* **以下の課題**
A) 料理人へのインタビューから、「いろいろ理由はあるのですが、」から「ーーずっとナチュラルワインに的をしぼって出されていますよね。それはなぜですか?」までを、両端も含めて書き写してください。
B) 料理人へのインタビューの最後の文に続けて、その先を書き進めてください。

* **読む文章**
┄┄┄┄┄┄┄┄┄┄
ーーそもそも、堤さんはなぜ料理人の道に?

昔からものを作ることが好きで、何かしらクリエイティブな仕事がしたかったんです。料理は、作ったものをすぐに評価してもらえるのがおもしろくて。通っていた大学を中退して、イタリアのトスカーナにあるアグリツーリズムの施設で寝泊まりしながら学びました。

ーーイタリア料理を選んだのはなぜだったのですか?

いろいろ理由はあるのですが、ひと言で言ってしまうと「パスタが好きだから」かな…。トマトソースのスパゲティが大好きなんですよ(笑)。

ーー明快ですね! その後はどうされたのでしょう?

イタリアから帰ってきて、21歳ぐらいで料理専門学校に入りました。その後はフレンチやイタリアン、和食のお店で働いたり、シェフを務めたり。ずっと「30代半ばには自分の店を持ちたい!」と思っていて、34歳の時に小さな店をオープンしました。

おいしんぐ!編集部

ナチュラルワインに出合い、大切なことに気付いた

ーーずっとナチュラルワインに的をしぼって出されていますよね。それはなぜですか?

今まで飲んできたワインと違う感じの惹き付けられ方をしたんです。何でおいしいんだろう? こんなに惹き付けられるんだろう? って考えていったら、「あ、人なんだ」ってわかって。
┄┄┄┄┄┄┄┄┄┄
* **提供データ**
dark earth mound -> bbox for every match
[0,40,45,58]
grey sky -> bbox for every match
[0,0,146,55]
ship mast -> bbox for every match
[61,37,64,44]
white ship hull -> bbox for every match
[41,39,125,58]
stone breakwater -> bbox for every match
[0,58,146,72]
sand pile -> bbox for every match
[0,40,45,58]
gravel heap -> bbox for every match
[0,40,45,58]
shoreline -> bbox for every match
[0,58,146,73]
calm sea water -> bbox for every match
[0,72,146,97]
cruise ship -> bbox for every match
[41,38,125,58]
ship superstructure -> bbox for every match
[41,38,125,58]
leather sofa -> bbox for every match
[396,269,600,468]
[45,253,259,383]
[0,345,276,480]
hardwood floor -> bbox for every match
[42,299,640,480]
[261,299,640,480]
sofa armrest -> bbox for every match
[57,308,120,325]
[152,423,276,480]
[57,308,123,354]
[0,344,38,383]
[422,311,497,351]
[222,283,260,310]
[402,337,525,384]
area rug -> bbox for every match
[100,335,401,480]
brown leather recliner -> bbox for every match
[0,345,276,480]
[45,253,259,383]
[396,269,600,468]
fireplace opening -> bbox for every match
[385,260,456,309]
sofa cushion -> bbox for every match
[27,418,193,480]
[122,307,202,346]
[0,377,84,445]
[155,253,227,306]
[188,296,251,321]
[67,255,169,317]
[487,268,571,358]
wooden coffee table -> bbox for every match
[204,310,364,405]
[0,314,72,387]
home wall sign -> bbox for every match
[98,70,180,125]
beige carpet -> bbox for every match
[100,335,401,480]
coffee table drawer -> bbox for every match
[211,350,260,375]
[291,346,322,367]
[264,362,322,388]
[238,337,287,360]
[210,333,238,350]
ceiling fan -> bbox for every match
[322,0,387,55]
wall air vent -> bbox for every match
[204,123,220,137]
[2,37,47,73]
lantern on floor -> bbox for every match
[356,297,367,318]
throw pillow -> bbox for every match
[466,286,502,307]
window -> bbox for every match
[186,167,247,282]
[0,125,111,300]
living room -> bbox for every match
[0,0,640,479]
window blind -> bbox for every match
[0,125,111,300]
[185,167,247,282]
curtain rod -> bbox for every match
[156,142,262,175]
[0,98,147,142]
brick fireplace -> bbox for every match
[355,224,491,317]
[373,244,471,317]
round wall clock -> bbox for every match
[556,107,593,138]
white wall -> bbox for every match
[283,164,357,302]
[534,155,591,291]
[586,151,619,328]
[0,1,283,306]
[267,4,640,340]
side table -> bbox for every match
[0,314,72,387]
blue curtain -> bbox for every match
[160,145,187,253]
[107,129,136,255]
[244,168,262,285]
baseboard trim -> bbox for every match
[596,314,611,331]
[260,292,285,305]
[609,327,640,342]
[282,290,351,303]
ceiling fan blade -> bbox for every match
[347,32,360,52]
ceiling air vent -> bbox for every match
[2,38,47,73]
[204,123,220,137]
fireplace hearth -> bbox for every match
┄┄┄┄┄┄┄┄┄┄
* **課題ごとの回答**
A)
いろいろ理由はあるのですが、ひと言で言ってしまうと「パスタが好きだから」かな…。トマトソースのスパゲティが大好きなんですよ(笑)。

ーー明快ですね! その後はどうされたのでしょう?

イタリアから帰ってきて、21歳ぐらいで料理専門学校に入りました。その後はフレンチやイタリアン、和食のお店で働いたり、シェフを務めたり。ずっと「30代半ばには自分の店を持ちたい!」と思っていて、34歳の時に小さな店をオープンしました。

おいしんぐ!編集部

ナチュラルワインに出合い、大切なことに気付いた

ーーずっとナチュラルワインに的をしぼって出されていますよね。それはなぜですか?

B)
ーー「人」ですか?

人の顔が見える、熱意を感じられる…そんなワインが多かったんです。料理に対しても同じで、ぼくは科学的な調味料を使わないし、食材のおいしさが一番だと思っているんです。なぜこのトマトはおいしいんだろう?…そうか、糖度が高いからか…じゃあそれは誰がどこで、どんなふうに作っているんだろう?…って、自然と生産者に意識がいくようになったんです。

おいしんぐ!編集部

ーーなるほど。

「ワインも食材も、人が作っているものなんだ」と、ナチュラルワインを通して強く意識できたんですね。だからこそ今、生産者の方々とつながることができています。生産者以外にも、ワインに携わるインポーターさん、酒屋さん、それから同じワインを出している全国のお店の人たちとも知り合うことができて。これも全部、ナチュラルワインのおかげなんです。

ーー「わかる人にわかるワイン」を仕入れている人たち同士で結束できるんですね。

初めて会った人ともすぐ意気投合できちゃうんですよ(笑)。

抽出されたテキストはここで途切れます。